__Problem statement__: From the items below, extract each line that contains the string "instance". Case counts, so uppercase and lowercase letters must match.

__Given records__:
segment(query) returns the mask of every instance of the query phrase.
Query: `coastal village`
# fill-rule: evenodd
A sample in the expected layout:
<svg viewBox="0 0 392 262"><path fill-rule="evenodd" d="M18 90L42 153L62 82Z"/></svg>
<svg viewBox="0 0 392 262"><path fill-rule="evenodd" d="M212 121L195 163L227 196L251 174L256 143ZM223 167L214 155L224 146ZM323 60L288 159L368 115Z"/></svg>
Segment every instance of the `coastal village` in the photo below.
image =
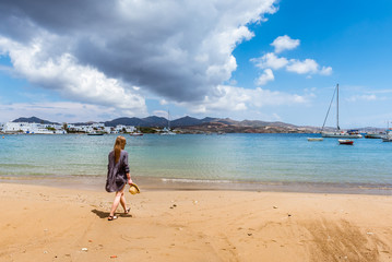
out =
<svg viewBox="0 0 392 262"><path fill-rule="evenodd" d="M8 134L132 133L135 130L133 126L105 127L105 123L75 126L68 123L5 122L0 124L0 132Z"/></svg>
...
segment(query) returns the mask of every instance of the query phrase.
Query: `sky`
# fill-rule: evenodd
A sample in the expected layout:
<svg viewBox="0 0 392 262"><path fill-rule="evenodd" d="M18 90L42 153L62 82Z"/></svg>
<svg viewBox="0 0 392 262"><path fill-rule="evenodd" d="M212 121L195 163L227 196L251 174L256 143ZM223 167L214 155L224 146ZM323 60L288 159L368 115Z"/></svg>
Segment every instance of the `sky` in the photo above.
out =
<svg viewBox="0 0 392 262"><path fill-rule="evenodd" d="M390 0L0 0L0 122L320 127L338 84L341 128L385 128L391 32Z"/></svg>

__Output of the exercise__:
segment(query) returns the mask of every instance of the query phrase.
Segment every instance of the `coastal village` in the photo below.
segment(query) returns the mask of every instance of the query phrase.
Segment every instance of the `sky` in the photo above.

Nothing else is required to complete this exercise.